— start Data listing —

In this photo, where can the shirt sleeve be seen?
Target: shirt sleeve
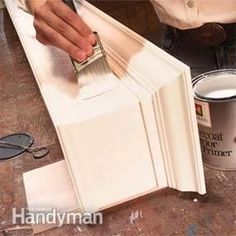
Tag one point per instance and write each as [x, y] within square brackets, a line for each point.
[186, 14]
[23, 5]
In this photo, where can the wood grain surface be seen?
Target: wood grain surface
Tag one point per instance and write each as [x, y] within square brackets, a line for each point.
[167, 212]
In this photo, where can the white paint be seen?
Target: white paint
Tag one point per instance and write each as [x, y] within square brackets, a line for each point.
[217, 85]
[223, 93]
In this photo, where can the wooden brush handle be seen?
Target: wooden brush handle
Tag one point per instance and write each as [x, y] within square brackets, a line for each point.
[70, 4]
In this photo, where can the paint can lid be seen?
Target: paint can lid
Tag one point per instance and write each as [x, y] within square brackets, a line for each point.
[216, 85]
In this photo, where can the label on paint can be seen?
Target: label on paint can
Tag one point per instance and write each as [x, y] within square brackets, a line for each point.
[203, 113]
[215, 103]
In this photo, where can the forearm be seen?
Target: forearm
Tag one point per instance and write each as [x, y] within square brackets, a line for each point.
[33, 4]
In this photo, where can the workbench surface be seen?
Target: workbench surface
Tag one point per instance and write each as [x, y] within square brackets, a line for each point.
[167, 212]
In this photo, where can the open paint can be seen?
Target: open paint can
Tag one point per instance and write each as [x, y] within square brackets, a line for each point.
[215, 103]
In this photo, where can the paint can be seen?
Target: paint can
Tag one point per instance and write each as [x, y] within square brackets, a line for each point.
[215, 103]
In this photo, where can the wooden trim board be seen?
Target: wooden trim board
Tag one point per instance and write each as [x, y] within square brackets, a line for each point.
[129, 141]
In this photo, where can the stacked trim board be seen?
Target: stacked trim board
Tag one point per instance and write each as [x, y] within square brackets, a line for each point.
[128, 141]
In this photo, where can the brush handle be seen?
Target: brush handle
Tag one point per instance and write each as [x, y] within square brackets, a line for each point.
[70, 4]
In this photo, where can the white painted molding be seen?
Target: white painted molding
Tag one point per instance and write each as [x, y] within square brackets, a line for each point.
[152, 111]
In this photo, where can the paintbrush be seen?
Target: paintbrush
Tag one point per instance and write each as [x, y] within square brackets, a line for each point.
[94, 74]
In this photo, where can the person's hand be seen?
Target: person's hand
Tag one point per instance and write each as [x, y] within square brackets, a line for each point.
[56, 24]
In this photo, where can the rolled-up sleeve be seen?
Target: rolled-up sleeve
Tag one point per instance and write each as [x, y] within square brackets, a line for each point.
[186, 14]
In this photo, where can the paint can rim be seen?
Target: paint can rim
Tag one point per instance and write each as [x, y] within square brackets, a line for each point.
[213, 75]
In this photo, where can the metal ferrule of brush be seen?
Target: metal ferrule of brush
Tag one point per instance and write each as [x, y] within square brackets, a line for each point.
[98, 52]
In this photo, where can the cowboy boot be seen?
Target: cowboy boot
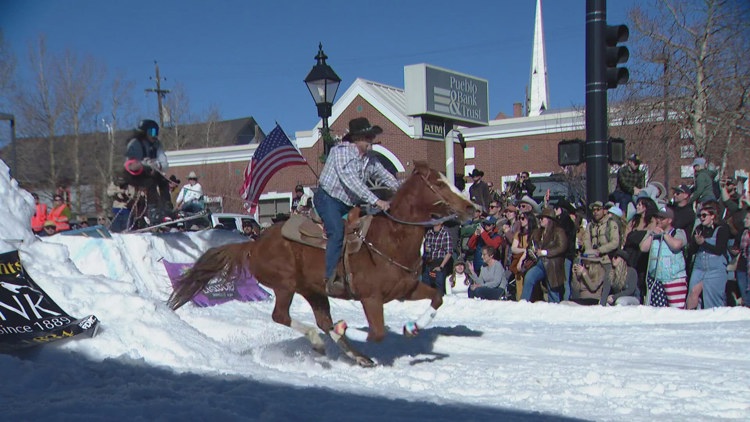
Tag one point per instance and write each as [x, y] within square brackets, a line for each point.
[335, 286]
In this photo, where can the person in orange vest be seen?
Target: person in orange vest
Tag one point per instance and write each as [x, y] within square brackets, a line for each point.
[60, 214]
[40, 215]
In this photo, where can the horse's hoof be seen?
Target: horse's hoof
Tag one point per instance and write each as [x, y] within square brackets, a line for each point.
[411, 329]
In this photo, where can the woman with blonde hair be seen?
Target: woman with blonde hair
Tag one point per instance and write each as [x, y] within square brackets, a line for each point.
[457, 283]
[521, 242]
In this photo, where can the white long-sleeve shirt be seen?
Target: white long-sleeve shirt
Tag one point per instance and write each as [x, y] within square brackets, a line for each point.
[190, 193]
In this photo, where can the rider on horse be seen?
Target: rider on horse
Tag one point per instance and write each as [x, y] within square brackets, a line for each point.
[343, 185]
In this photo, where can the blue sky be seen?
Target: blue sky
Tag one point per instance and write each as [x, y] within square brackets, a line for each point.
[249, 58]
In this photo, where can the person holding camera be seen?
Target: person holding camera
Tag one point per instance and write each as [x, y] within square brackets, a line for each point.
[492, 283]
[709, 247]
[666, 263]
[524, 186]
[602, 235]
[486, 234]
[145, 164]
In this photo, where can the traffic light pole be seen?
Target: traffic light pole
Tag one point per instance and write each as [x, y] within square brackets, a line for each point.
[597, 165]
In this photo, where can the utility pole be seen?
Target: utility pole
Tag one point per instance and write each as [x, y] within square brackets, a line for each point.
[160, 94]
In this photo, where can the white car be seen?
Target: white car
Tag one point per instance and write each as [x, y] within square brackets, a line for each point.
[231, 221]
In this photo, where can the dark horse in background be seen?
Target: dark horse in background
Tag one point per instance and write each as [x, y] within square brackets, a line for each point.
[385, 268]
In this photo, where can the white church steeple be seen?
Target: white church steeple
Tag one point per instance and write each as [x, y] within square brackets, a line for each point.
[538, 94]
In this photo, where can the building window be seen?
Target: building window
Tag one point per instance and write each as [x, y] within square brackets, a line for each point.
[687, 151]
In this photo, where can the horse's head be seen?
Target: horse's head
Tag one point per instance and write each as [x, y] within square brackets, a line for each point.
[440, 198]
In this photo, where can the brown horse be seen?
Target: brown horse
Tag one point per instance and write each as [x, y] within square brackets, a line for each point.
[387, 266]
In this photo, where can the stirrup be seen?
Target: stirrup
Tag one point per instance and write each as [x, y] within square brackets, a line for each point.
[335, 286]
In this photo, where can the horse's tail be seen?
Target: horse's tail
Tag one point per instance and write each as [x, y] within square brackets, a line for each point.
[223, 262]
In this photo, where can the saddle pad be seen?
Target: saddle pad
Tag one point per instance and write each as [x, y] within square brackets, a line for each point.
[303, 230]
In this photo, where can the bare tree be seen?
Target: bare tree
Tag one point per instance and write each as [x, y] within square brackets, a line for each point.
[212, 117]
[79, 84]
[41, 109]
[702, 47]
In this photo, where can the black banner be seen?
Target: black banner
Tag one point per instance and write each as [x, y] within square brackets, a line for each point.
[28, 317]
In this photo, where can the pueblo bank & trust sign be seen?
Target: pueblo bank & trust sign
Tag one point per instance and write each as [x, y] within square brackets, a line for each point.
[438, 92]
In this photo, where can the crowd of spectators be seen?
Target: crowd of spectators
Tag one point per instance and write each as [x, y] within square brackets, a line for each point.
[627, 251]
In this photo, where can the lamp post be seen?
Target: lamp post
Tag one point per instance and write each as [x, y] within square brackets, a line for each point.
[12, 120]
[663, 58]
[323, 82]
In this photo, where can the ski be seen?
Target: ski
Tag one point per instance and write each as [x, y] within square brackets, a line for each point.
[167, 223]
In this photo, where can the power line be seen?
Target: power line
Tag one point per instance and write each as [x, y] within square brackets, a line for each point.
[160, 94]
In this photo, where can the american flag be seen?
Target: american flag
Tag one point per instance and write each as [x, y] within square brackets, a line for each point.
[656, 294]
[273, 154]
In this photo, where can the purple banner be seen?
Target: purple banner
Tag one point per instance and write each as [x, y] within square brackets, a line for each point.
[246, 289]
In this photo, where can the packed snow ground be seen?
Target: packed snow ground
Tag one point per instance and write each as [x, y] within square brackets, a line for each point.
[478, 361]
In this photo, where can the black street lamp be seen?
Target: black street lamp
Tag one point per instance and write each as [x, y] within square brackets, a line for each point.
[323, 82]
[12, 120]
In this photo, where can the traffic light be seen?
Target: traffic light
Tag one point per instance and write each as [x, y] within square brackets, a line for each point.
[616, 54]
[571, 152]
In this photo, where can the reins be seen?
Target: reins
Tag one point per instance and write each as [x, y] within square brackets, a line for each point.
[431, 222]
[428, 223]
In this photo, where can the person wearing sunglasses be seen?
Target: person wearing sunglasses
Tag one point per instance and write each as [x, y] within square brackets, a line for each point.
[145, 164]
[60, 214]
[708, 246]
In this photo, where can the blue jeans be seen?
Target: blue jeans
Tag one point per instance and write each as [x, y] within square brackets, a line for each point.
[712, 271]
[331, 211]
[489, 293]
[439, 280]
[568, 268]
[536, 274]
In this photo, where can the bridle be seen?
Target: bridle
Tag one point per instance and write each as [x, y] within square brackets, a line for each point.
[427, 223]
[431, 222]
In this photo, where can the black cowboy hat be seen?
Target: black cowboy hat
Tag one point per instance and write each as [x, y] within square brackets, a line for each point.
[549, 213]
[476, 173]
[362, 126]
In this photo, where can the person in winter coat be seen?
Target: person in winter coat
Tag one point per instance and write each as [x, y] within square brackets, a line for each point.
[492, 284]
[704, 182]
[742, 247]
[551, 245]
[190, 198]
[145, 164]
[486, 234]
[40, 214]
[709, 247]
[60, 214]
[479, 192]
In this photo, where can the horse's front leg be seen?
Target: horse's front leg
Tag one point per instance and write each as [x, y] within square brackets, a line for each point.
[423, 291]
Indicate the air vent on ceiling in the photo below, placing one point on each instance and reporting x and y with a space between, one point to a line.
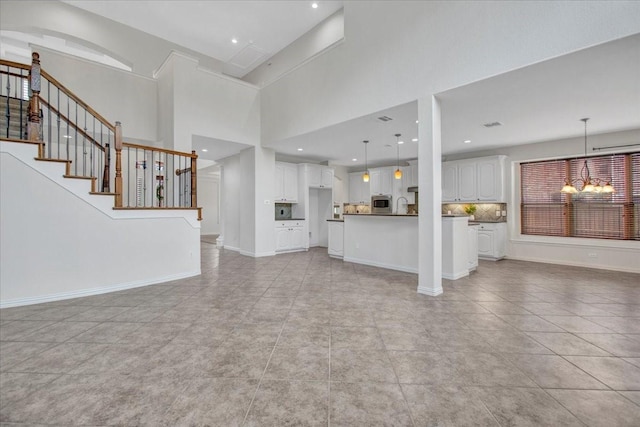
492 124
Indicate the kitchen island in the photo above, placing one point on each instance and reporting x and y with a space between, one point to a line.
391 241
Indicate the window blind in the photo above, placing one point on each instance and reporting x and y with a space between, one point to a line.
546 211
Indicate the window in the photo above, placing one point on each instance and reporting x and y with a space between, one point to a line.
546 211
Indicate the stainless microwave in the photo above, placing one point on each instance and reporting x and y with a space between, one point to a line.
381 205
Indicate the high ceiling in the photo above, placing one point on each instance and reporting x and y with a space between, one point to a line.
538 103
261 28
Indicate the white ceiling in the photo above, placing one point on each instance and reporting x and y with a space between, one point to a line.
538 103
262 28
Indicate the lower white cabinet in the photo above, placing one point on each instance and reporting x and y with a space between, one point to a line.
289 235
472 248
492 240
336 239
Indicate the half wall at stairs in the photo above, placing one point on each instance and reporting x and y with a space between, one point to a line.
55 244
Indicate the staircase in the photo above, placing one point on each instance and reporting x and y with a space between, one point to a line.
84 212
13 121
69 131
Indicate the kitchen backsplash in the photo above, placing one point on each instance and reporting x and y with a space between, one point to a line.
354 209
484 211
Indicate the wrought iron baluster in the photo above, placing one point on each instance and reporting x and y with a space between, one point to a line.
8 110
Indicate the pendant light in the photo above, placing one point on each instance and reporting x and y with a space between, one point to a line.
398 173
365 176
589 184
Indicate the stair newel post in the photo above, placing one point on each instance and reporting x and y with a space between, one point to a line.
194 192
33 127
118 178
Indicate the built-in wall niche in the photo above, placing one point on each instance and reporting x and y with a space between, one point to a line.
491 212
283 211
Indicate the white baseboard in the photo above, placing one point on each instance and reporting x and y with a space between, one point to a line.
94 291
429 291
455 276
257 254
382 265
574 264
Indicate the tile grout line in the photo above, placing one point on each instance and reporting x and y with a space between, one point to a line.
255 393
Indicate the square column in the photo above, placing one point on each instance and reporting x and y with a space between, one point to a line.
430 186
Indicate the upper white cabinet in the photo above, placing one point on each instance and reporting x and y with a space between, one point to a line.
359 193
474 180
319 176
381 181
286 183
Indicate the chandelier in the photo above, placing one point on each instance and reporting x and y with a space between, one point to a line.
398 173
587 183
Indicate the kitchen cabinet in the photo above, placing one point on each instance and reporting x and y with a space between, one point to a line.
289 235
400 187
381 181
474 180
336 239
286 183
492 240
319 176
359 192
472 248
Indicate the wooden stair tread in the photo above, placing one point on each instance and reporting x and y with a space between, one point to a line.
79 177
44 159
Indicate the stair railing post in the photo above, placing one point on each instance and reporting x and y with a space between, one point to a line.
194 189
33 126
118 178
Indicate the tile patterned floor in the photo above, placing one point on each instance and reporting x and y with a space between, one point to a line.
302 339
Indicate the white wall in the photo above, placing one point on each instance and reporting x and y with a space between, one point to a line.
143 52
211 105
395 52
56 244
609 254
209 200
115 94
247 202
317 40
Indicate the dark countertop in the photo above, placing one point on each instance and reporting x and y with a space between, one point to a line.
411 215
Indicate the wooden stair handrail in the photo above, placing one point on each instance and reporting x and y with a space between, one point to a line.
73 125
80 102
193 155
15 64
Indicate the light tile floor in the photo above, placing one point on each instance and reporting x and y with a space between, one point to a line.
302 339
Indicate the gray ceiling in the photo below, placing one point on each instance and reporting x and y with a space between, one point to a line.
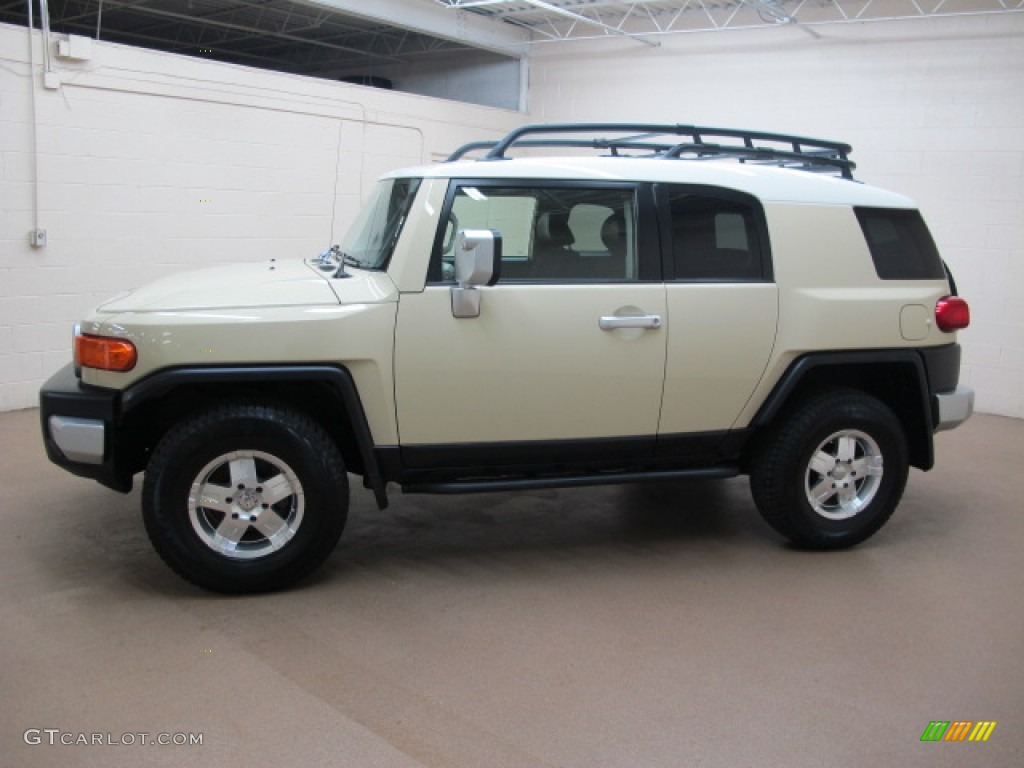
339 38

— end Data listing —

#### What this task involves
Write out word for word every line from the line with "Indicate the tile patterned" through the final line of the records, both included, skipping the pictures.

#### Answer to this task
Indicate the tile patterned floor in the photo above, placing one point on each instance and reporting x and y with a space between, one point to a line.
302 339
Indicate the white wall in the photo above, placing one point on each instance and reporting x and y with a space between, one point to a line.
143 52
211 105
395 52
56 244
609 254
209 200
115 94
247 202
317 40
Indicate the dark countertop in the photo above, placing one point on each instance and reporting x and y with a space between, one point to a line.
411 215
Indicate the wooden stair handrail in the photo above, placing one point on each instance and reporting x and y with a space between, one point to a line.
73 125
80 102
193 155
15 64
Indicate the light tile floor in the photo above, placing one point on each instance and reporting x and y with a space between, one point to a line.
302 339
Indicate the gray ceiling in the photo below, placing one point on each instance and reporting x and y with a space between, one point to a line.
339 38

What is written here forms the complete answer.